___ Material to process ___

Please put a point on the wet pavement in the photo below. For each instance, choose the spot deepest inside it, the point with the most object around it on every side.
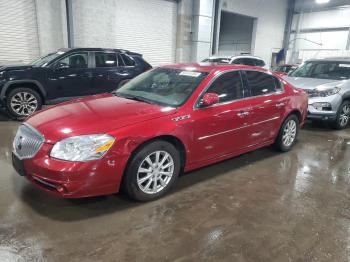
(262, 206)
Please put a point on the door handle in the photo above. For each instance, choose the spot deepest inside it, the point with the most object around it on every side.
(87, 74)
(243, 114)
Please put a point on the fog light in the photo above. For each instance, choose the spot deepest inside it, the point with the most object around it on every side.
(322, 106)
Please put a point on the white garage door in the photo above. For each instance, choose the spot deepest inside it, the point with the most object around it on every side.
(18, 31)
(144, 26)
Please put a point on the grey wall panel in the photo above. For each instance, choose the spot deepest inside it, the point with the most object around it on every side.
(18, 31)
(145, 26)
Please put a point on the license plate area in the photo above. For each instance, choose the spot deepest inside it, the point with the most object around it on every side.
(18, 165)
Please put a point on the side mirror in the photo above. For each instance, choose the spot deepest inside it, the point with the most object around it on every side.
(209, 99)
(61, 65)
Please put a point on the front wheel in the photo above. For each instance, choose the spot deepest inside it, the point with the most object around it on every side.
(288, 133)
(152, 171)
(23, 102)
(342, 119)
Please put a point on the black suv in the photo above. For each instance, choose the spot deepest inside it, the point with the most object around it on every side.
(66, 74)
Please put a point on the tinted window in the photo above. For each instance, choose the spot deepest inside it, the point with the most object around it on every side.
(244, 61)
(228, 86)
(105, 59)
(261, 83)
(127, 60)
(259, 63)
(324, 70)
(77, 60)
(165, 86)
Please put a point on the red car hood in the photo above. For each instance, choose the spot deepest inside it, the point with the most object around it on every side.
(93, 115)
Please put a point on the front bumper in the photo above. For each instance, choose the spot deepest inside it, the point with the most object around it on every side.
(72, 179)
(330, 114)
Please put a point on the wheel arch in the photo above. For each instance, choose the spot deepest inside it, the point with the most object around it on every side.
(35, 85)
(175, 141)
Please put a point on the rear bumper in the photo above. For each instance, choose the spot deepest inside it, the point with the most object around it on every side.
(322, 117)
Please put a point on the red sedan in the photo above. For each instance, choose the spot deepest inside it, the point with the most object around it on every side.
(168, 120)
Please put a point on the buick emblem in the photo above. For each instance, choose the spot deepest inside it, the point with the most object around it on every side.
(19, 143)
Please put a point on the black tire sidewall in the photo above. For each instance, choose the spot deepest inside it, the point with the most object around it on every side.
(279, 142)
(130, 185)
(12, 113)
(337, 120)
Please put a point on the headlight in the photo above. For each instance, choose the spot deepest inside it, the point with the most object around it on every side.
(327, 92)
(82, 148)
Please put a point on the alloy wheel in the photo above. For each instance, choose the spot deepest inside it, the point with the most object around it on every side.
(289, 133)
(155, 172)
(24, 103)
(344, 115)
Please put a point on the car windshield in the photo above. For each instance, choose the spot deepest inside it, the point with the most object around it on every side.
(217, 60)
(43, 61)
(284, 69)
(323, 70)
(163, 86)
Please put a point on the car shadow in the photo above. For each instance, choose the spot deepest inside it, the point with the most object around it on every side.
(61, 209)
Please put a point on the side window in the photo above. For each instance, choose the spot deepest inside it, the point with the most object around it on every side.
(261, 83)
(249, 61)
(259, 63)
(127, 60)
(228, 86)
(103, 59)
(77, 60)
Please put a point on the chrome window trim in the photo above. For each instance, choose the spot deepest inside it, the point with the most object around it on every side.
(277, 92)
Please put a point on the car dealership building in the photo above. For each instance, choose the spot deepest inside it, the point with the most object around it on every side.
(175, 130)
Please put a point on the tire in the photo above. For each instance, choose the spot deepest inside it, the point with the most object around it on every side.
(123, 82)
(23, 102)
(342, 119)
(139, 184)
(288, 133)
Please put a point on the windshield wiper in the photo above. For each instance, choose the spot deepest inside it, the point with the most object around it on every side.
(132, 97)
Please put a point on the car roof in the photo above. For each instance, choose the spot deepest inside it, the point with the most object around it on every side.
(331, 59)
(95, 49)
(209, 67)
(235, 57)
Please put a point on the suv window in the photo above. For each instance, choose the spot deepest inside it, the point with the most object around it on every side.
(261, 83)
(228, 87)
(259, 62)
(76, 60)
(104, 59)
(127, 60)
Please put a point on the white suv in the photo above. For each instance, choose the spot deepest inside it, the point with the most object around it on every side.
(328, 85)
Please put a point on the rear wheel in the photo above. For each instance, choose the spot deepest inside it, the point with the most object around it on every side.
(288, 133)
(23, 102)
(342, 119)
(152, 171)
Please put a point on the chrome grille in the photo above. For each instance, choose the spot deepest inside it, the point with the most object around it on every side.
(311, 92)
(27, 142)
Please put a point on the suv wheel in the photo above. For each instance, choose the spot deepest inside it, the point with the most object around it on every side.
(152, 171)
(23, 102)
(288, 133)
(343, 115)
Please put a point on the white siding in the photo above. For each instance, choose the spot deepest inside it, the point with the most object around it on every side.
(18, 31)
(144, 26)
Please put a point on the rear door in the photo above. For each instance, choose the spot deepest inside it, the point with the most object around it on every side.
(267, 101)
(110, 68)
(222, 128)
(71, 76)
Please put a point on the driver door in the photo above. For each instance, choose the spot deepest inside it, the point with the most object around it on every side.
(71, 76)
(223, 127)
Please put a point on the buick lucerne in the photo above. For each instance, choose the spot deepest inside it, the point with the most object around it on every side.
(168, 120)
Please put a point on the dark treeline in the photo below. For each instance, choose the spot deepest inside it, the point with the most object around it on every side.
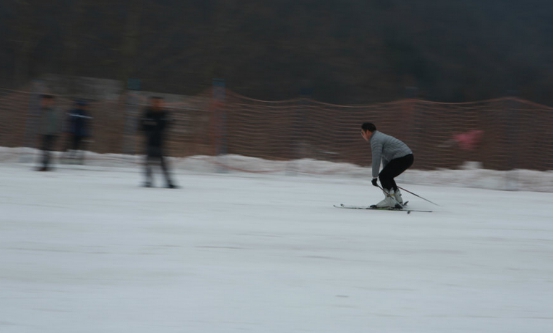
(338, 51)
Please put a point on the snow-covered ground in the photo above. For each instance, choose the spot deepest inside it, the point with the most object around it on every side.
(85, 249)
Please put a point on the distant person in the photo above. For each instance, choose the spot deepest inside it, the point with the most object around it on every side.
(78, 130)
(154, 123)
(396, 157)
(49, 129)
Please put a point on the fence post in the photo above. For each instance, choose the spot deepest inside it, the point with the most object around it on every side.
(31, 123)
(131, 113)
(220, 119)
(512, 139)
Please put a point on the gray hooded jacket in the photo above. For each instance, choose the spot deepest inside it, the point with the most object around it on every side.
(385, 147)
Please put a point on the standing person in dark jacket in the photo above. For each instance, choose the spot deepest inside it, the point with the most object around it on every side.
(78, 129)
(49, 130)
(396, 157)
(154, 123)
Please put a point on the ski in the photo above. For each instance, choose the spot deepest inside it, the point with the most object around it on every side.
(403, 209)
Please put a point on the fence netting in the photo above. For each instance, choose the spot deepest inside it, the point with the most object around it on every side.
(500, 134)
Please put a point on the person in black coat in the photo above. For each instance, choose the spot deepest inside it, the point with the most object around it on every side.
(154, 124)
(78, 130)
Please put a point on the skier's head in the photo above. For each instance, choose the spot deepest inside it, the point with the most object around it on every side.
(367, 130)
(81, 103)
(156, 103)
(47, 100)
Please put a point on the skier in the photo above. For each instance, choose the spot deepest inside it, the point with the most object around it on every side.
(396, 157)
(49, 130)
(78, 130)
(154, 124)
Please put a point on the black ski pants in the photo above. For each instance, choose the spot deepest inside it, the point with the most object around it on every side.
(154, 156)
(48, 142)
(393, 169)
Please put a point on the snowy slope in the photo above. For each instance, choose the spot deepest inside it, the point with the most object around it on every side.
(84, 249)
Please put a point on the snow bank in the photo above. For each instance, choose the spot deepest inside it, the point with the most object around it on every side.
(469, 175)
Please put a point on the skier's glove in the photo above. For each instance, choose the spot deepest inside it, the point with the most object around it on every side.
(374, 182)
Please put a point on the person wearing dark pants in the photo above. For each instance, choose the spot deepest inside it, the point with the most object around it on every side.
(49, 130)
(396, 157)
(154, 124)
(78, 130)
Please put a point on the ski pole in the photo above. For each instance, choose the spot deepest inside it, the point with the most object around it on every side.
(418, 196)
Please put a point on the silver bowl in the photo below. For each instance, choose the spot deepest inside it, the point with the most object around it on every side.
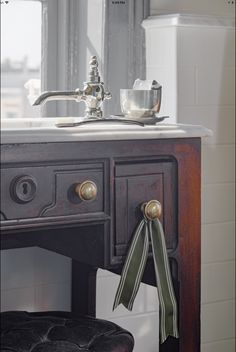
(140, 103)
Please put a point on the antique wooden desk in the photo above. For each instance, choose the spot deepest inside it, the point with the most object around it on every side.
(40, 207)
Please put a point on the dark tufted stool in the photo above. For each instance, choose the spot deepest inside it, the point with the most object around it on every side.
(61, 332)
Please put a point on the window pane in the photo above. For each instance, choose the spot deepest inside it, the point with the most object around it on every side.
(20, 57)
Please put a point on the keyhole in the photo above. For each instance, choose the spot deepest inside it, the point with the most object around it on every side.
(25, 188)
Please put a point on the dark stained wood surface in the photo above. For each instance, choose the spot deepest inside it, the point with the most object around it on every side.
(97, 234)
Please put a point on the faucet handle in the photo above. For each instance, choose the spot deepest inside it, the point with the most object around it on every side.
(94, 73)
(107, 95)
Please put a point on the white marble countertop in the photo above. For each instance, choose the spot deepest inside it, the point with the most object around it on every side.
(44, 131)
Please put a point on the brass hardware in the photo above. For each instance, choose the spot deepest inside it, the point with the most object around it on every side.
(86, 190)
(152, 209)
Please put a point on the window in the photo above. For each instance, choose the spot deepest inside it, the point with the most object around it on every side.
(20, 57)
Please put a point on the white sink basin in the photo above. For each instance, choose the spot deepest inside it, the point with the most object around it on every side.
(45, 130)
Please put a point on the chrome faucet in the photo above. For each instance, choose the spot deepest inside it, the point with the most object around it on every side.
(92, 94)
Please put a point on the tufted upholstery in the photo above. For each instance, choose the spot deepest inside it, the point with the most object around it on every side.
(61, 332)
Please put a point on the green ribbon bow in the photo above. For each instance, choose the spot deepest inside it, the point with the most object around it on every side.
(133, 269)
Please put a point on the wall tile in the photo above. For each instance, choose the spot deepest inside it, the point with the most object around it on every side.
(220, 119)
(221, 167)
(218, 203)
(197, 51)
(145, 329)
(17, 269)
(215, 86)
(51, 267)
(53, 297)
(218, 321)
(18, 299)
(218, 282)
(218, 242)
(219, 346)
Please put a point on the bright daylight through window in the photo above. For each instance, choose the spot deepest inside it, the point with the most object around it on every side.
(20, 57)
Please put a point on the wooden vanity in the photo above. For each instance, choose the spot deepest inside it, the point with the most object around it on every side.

___

▸ What is expected
Take the lines above from the one holding "Please put a point on the chrome faucet" to the last and output them exactly.

▸ Task output
Please put a point on the chrome faucet in the photo above. For each instance, choose the spot deepest inside it, the point with the most object around it on every side.
(92, 94)
Please put a point on the tufted upholstery in the photo above. For each instance, choose the spot deepest inside it, the point with the most object around it on every side.
(61, 332)
Please put a point on the green ribbon bow in the photo above. For each instance, choose the spot deepest inside it, the point with the most object around it on every side.
(133, 269)
Please put a point on the wall tile in the photo above. For each instance, choose the spot deepest inside it, the point with the most object around it on every side.
(220, 119)
(221, 167)
(218, 203)
(197, 51)
(145, 329)
(17, 269)
(215, 86)
(51, 267)
(53, 297)
(218, 321)
(18, 299)
(218, 282)
(218, 242)
(219, 346)
Please put a point on the bright daylight through window in the photo above. For each instance, choose the spot deepest inside it, the point with the most object around it on every side.
(20, 57)
Please put a point on the wooden vanity in the photo above. For each instance, choose the spot deepest inside it, the point with the most object around it on every side.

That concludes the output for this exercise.